* _Exercise requirements_
A – Do these statements agree with the spam article below? For each, answer yes or no and quote the deciding words. (i) The writer gave the car dealership an address with a misspelled domain. (ii) The writer still uses the address given to the car dealership. (iii) The unsubscribe page checked its records before confirming removal.
B – Write a continuation of the spam article below, starting right after its last sentence.

* _Text_
>>>

It can be tricky to figure out what messages are real, what’s fake and which want to simply steal your identity.

My first rule of thumb is, question everything.  If you didn’t ask for it, don’t click on it.

Unfortunately, even that isn’t enough.  I’ve received spams that appeared to be from friends, even my wife—but it was nothing more than a link to a phishing website.

I have compiled a few myths that a lot of people think to be true but are in reality—false.  These are more targeted at the marketers that fail to acknowledge them, intentionally or otherwise.


Myth #1: Spam isn’t that bad, just hitting the delete key isn’t that hard.

Spam goes beyond the mere annoyance of having to press the delete key.  Behind the scenes is an incredible amount of non-stop filtering that happens.  Just because you don’t see the spam doesn’t mean it’s not there.  I always say to people; “I wish I could let all spam through just for a couple minutes to show you how much you really would get.”   Now there are some that get more than others.  The jim@, john@, mary@ etc.  The names that are commonly known which dictionary attacks are good at guessing.  Then there are the people that sign up for everything.  Whilst the actual requested emails they asked for are not what we are as concerned about, it’s the ones that come in that have been sold multiple times.

I’ve done tests.   I do a lot of tracking when I have to sign up for things.  Even companies that promise my email address will not be sold or given to anyone.  Certainly we all have concluded that is a lie.  In one instance, I gave an email address alan1234@zoobah.com (where the 1234 is the ID I assigned to that company or institution requesting it and misspelled zoobuh.com as zoobah.com) to a car dealership to send me notices when it’s time for service.  The terms of this negotiation had language indicating it would not be shared with anyone.   Yes, I look at the fine print, it’s just what I do.  5 years later, I am still getting an incredible amount of spam coming in on that address—this after their promise of it not being shared with anyone and I have never used it with any other place.  I have since disabled the email address, but they still send spam through it.

I’ve also done the test where you click on any unsubscribe link in a spam message. When it takes you to the unsubscribe page, simply put in a made up address.  Similar to my previous test, I will do jibberish5678@zoobuh.com.  Of course without checking their records it will say, “Your email will be removed in 24 hours.”  And of course, we will see spam coming in on that made up address through the unsubscribe link.

One last test, and in my opinion a very effective way to combat spam, is a spam trap (honeypot).  Carefully placed secret email fake addresses scattered around the web.  Web scrapers love these.  They scour the internet for users’ email addresses from forums, blogs, etc. and then adding them to their spam lists.  (Of course they will say you signed up for it. 😉 )

<<<

* _Given material_
>>>

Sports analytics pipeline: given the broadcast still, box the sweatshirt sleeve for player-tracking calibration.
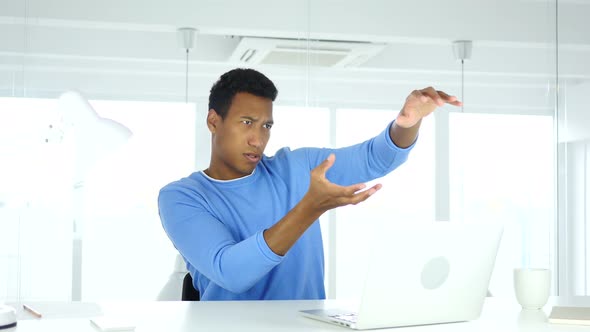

<<<

* _Expected results_
A –
(i) Yes: "misspelled zoobuh.com as zoobah.com"
(ii) No: "I have since disabled the email address"
(iii) No: "Of course without checking their records it will say, “Your email will be removed in 24 hours.”"

B –
The main reason spam traps are useful and effective is that nobody uses them.  They are fake.  So if we receive mail on these addresses, we simply block every subsequent request from that server.  We know it is spam.  Our tests show that it usually takes about a week for these addresses to be harvested and placed onto spam lists ready to be sold.  More information on this can be found here: https://en.wikipedia.org/wiki/Spamtrap

Myth #2: Spam isn’t any different than companies mailing you car ads, coupons, house refinancing, etc. through the US Mail.

Companies spend a lot of money, printing, paying for postage and buying lists of addresses to send these to. The burden of cost is on the sender of the ads.

With Email Spam, you can get a billion email addresses for under $50.  It’s practically free to send spam.  Sure you might pay for your internet connection at home or work, but you’re paying that anyway and it’s a very small cost.  Furthermore, Wi-Fi hotspots, libraries, schools and wide-open networks can be tapped into at no cost.

So the burden of cost is now on the receiver (we the ISP) instead of the sender.

Just one domain out of the many available to our customer base, received over 30+ million spams since the beginning of the year (end of June 2014).  In one year’s time this particular domain could see over 5 million spams per month, 167k per day, 7000 per hour.   This is also assuming the volume stayed static, which it never does.  It always grows.  Combine all the other domains and addresses we host and that number climbs insanely high.

Myth #3: You signed up for it.

Perhaps there are some that do, but for the majority of people do not.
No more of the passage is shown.